▸ **WHAT IS EXPECTED**: Rewrite every entry below, substituting "Located points" for each occurrence of "Pointer output" and leaving everything else as it is.

▸ **RECORDS PROVIDED**:

>> begin

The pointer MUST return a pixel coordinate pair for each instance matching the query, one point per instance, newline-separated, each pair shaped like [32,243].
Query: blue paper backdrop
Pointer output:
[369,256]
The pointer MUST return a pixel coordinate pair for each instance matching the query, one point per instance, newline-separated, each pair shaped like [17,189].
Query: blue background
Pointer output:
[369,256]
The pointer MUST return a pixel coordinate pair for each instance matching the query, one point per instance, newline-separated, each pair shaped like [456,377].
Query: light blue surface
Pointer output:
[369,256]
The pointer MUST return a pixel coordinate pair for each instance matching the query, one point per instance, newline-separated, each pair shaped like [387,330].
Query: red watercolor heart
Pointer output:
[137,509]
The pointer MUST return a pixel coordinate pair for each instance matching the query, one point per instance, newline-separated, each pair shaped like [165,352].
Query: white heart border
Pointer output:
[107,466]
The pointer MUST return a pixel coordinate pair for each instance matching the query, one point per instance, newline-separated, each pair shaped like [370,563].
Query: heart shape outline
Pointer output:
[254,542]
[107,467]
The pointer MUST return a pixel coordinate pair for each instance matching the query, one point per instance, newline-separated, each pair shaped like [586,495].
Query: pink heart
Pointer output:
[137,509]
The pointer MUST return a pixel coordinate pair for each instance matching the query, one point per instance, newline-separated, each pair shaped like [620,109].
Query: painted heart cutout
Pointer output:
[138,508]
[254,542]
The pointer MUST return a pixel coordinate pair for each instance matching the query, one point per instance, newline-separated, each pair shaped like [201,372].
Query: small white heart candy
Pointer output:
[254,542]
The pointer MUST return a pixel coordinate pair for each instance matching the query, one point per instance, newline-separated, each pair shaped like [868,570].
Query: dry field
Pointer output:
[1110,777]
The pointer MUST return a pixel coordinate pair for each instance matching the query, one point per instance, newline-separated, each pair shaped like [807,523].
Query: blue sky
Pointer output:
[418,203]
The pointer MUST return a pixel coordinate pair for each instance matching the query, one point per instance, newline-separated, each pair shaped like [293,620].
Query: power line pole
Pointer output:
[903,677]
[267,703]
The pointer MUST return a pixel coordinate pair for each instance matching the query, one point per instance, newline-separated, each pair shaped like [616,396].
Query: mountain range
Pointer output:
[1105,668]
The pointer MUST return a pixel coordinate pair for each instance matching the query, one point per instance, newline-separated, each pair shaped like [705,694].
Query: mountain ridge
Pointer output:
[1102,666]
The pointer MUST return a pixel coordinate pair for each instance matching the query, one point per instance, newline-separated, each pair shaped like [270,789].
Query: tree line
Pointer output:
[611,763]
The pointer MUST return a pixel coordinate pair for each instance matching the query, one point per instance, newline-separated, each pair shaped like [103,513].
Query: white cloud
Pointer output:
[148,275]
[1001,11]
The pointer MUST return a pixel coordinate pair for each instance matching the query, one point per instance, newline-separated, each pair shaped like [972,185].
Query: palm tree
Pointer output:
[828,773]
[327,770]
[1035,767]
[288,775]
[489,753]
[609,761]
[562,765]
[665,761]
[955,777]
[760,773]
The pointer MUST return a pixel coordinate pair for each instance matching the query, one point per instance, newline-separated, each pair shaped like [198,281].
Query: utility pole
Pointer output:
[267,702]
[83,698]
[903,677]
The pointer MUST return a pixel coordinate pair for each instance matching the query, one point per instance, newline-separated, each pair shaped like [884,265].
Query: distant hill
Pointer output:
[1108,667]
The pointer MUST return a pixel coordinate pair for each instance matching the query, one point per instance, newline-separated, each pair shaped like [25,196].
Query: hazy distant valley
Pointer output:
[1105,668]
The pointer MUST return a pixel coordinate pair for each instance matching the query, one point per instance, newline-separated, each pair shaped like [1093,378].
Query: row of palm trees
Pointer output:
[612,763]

>> end

▸ **WRITTEN ANSWER**:
The pointer MUST return a pixel coordinate pair for each instance matching the query, one point per instance, newline-separated, each pair shaped like [32,243].
Query: blue paper backdrop
Located points:
[369,256]
The pointer MUST return a pixel coordinate pair for each instance matching the query, one point per instance, newline-separated, each pair shaped like [17,189].
Query: blue background
Located points:
[369,256]
The pointer MUST return a pixel coordinate pair for each instance matching the query, one point per instance, newline-separated, each pair shaped like [456,377].
Query: light blue surface
Located points:
[369,256]
The pointer MUST return a pixel coordinate pair for each instance matching the query, one point per instance, newline-separated, each pair shaped like [387,330].
Query: red watercolor heart
Located points:
[137,509]
The pointer MUST return a pixel coordinate pair for each instance matching the query, one point per instance, newline-separated, each pair shaped like [165,352].
Query: white heart border
Located points:
[107,466]
The pointer MUST return a pixel coordinate pair for each instance matching the query, one point per instance, newline-separated, each pair shaped like [370,563].
Query: heart shape outline
Located points:
[254,542]
[107,467]
The pointer MUST return a pixel coordinate pair for each instance matching the query, one point per instance, newline-separated, each pair shaped like [586,495].
Query: pink heart
Located points:
[137,509]
The pointer MUST return a pixel coordinate pair for each instance matching the query, one point per instance, newline-separated, each pair shaped like [620,109].
Query: painted heart cutout
Located points:
[138,508]
[254,542]
The pointer MUST return a pixel coordinate pair for each instance matching the query, one point per instance, newline-separated, each pair shaped like [201,372].
Query: small white heart candy
Located points:
[254,542]
The pointer MUST return a pixel coordinate pair for each instance matching the query, one point per instance, newline-separated, each pair shaped like [868,570].
Query: dry field
Located points:
[1110,777]
The pointer MUST return a pixel coordinate pair for each instance matching the query, one point per instance, newline-separated, each pair shaped like [807,523].
Query: blue sky
Located points:
[418,203]
The pointer MUST return a pixel coordinate pair for each instance matching the query, one point per instance, newline-separated, each pair shaped like [293,620].
Query: power line pole
Located points:
[903,677]
[267,703]
The pointer MUST return a pixel coordinate pair for each instance matching the query, one point per instance, newline-separated, each pair shaped like [616,396].
Query: mountain range
Located points:
[1105,668]
The pointer MUST return a pixel coordinate pair for each instance matching the query, one point per instance, newline-separated, each pair shaped like [705,694].
Query: mountain ridge
Located points:
[1102,666]
The pointer MUST return a pixel coordinate pair for each instance matching the query, one point per instance, newline-separated, each pair shaped like [270,789].
Query: tree line
Located points:
[611,763]
The pointer MUST return a pixel coordinate pair for each instance matching the query, one point per instance, newline-separated, each pair shaped like [103,513].
Query: white cloud
Located points:
[148,275]
[1001,11]
The pointer MUST return a pixel coordinate pair for each instance matching the query, one point per instance, newline-separated, each pair shaped like [972,185].
Query: palm tree
Located points:
[828,773]
[327,770]
[1035,767]
[288,775]
[489,753]
[609,761]
[562,765]
[665,761]
[955,777]
[760,773]
The pointer MUST return a pixel coordinate pair for each instance matching the query, one point per instance, newline-separated, each pair shaped like [198,281].
Query: utility pole
Located points:
[267,702]
[83,698]
[903,677]
The pointer MUST return a pixel coordinate pair for each instance matching the query, one point per instance, newline-separated, each pair shaped like [884,265].
Query: distant hill
Located points:
[1108,667]
The pointer MUST return a pixel coordinate pair for each instance matching the query, one point per instance, newline-separated, each pair shaped like [25,196].
Query: hazy distant valley
Located points:
[1105,668]
The pointer MUST return a pixel coordinate pair for each instance matching the query, one point per instance, newline-separated, each pair shaped like [1093,378].
Query: row of palm trees
Located points:
[612,763]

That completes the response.